Extract every entry word for word.

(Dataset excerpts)
================
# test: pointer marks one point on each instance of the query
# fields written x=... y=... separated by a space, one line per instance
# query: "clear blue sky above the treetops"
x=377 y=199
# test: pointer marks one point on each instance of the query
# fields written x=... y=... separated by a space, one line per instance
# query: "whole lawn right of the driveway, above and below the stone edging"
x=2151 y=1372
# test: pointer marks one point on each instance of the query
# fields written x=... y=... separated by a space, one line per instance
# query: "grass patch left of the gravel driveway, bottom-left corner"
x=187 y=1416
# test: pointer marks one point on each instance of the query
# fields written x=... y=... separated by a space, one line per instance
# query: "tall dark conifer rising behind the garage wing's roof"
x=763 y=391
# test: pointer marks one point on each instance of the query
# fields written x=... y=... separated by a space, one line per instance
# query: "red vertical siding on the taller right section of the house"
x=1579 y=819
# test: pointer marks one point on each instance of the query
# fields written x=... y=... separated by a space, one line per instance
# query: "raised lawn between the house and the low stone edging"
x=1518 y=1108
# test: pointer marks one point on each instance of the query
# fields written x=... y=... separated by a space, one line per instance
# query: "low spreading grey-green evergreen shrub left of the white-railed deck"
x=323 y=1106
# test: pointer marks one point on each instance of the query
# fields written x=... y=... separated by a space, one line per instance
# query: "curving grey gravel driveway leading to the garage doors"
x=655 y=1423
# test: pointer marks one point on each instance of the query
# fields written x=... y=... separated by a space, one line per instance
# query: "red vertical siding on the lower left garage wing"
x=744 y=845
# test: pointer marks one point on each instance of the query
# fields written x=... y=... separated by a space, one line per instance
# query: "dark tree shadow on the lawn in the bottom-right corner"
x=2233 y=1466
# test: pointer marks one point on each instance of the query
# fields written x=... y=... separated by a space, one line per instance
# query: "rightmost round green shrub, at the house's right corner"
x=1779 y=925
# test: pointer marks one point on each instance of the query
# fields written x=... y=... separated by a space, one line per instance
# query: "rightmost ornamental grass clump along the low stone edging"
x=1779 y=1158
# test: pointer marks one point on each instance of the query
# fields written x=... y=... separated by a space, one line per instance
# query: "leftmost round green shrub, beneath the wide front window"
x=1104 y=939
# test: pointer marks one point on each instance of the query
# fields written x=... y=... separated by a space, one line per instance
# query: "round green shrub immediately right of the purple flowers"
================
- **Output of the exercise**:
# test: pointer marks one point on each instance of the query
# fields written x=... y=... separated by a space, one line per instance
# query: "clear blue sky above the treetops"
x=377 y=199
# test: pointer marks one point on each instance of the query
# fields written x=... y=... separated by a space, one line per instance
# query: "whole lawn right of the driveway, above and below the stone edging"
x=2151 y=1372
# test: pointer marks one point on each instance of the query
# fields written x=... y=... separated by a space, one line per instance
# query: "grass patch left of the gravel driveway, bottom-left corner"
x=187 y=1416
# test: pointer marks one point on each instance of the query
# fields written x=... y=... separated by a space, one line per instance
# query: "tall dark conifer rising behind the garage wing's roof"
x=763 y=391
# test: pointer marks one point on each instance of the query
# fields written x=... y=... separated by a space, one line per instance
# query: "red vertical siding on the taller right section of the house"
x=1579 y=819
# test: pointer marks one point on each instance of the query
# fields written x=... y=... separated by a space, one line per instance
# query: "raised lawn between the house and the low stone edging"
x=1518 y=1108
# test: pointer marks one point on each instance of the query
# fields written x=... y=... separated by a space, one line per instance
# query: "low spreading grey-green evergreen shrub left of the white-railed deck"
x=323 y=1106
# test: pointer marks one point on each instance of the query
# fields written x=... y=... separated by a space, one line per instance
# query: "curving grey gravel driveway leading to the garage doors"
x=655 y=1423
# test: pointer marks one point on each instance of the query
# fields written x=... y=... separated by a space, one line per instance
# query: "red vertical siding on the lower left garage wing"
x=744 y=845
# test: pointer marks one point on each instance of the query
# fields written x=... y=... separated by a space, one line per instance
# query: "dark tree shadow on the lawn in the bottom-right corner"
x=2233 y=1466
# test: pointer marks one point on each instance of the query
# fields written x=... y=... separated by a space, one line per instance
# query: "rightmost round green shrub, at the house's right corner"
x=1779 y=925
# test: pointer marks one point on each instance of the query
# fields written x=... y=... separated by a space, one line per instance
# query: "rightmost ornamental grass clump along the low stone edging"
x=1779 y=1158
# test: pointer marks one point on each instance of the query
# fields written x=... y=... separated by a space, one line per instance
# query: "leftmost round green shrub, beneath the wide front window"
x=1104 y=939
# test: pointer marks one point on each instance of the query
# fields written x=... y=... separated by a space, one line per instance
# query: "round green shrub immediately right of the purple flowers"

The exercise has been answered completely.